- _To be done_
Copy out every line of the material below word for word, leaving out the pictures.

(A run of material)
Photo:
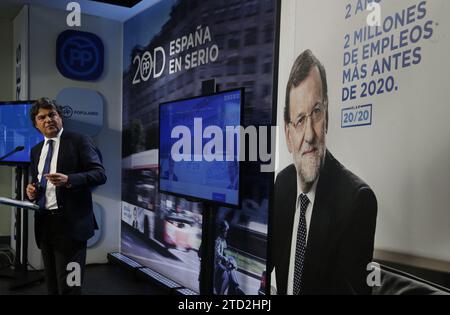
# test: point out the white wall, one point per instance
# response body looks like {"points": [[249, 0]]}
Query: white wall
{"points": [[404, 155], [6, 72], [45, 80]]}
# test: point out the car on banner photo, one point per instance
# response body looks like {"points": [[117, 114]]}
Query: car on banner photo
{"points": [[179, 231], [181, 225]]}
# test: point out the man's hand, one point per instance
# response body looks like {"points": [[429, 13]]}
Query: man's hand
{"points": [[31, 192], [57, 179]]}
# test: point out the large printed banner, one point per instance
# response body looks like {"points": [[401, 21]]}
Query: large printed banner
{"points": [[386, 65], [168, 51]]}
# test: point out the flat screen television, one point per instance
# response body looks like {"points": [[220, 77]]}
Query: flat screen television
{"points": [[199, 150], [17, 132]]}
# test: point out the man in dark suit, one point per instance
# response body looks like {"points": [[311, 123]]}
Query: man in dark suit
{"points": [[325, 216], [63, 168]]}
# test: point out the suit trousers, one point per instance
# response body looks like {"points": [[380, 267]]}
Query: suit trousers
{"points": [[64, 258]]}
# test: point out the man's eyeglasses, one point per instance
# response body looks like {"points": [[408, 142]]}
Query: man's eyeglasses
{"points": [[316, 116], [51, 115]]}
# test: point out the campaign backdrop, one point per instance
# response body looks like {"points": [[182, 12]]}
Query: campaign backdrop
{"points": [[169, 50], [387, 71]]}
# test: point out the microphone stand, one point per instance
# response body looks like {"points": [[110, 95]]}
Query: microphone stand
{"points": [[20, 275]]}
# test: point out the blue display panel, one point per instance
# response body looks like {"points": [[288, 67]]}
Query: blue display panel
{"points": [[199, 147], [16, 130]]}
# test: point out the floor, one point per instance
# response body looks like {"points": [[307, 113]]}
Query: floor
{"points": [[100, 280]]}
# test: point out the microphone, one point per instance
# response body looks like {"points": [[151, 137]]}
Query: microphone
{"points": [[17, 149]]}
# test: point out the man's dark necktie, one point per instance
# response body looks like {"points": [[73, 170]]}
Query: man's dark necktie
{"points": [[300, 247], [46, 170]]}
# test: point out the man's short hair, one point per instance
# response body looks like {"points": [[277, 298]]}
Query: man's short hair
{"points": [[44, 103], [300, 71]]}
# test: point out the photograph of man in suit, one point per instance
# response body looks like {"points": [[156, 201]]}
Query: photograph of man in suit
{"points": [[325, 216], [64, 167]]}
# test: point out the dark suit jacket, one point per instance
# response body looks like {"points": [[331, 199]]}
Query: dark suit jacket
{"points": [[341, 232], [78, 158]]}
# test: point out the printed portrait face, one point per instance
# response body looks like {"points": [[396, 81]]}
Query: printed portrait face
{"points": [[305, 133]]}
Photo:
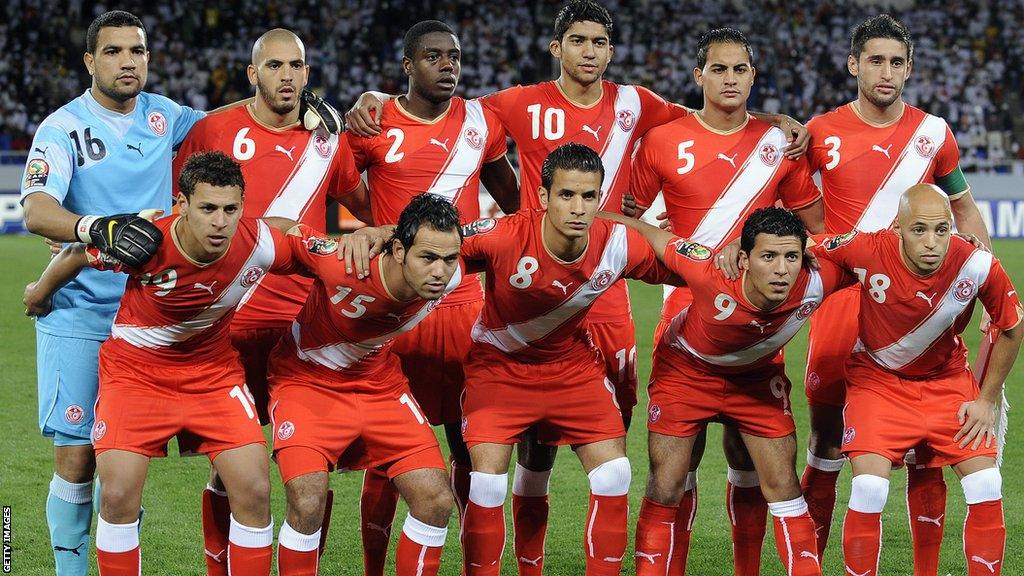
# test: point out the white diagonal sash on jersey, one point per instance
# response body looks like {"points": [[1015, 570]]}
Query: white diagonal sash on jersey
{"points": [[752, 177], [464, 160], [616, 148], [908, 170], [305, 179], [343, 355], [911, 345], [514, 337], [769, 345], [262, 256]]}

- _Output of the task_
Photo:
# test: point out the white wall, one point per instance
# response body looks like {"points": [[249, 0]]}
Query: white wall
{"points": [[404, 155], [6, 72], [45, 80]]}
# test: point out the car on banner photo, one point per instance
# response body looks like {"points": [[117, 114]]}
Query: car on banner photo
{"points": [[179, 231], [181, 225]]}
# test: point out the man's hand, one point per instance
# response body looks like {"points": [[429, 13]]}
Query: man's hand
{"points": [[31, 192], [57, 179]]}
# test: point out the large printed banner, one point per instance
# response body looks like {"points": [[401, 21]]}
Query: large printed banner
{"points": [[386, 65], [168, 51]]}
# test: point out the flat screen television, one point per instance
# response body looks like {"points": [[220, 77]]}
Query: flat screen television
{"points": [[199, 150], [17, 132]]}
# test: point out the man in dark suit, one point per instance
# response body looks like {"points": [[311, 123]]}
Query: man in dark suit
{"points": [[325, 216], [63, 168]]}
# test: point out the suit trousers, one point per instance
# response body looks like {"points": [[380, 267]]}
Query: suit trousers
{"points": [[64, 258]]}
# test: point out the man's eyeglasses, one point per instance
# response body looks like {"points": [[408, 142]]}
Query: man's eyeglasses
{"points": [[316, 116], [51, 115]]}
# test: point out the campaign backdrop, one point per instance
# response body looks like {"points": [[182, 12]]}
Query: campaign backdrop
{"points": [[169, 50], [387, 71]]}
# test: point out the microphone stand, one point per instance
# response body looks like {"points": [[110, 95]]}
Query: microphone stand
{"points": [[20, 275]]}
# test: point out the blue display panel, one point per instance
# response body looks like {"points": [[288, 67]]}
Query: blue display panel
{"points": [[199, 147], [16, 130]]}
# test: point out the floor, one point per instance
# response body looks like {"points": [[307, 113]]}
Query: floor
{"points": [[100, 280]]}
# test: point out the microphone, one point per instance
# response body looks like {"points": [[151, 137]]}
Query: microphone
{"points": [[17, 149]]}
# test: point out the man's dark necktie, one point per instance
# response body looks like {"points": [[73, 170]]}
Query: man's dark necktie
{"points": [[300, 247], [46, 170]]}
# test: point out the man's short hair, one point per instance
# response body looks like {"points": [[277, 298]]}
Query: man's short hair
{"points": [[44, 103], [300, 71]]}
# test: point out the photograph of man in suit, one point per instance
# response body looks like {"points": [[156, 201]]}
Query: photograph of man in suit
{"points": [[325, 216], [64, 167]]}
# test: point out the dark suit jacket, one point per instance
# response body looks like {"points": [[331, 199]]}
Query: dark suit jacket
{"points": [[341, 232], [78, 158]]}
# test: point out the printed portrait face, one point per instance
# response body looks like {"points": [[396, 81]]}
Query: printed portrait face
{"points": [[305, 133]]}
Photo:
# test: point out the white diagonal sash on jersey, one point per instance
# response body looks like {"points": [[1015, 570]]}
Query: white diagonal sash on jersey
{"points": [[752, 177], [464, 160], [616, 148], [908, 170], [305, 179], [343, 355], [911, 345], [514, 337], [769, 345], [262, 256]]}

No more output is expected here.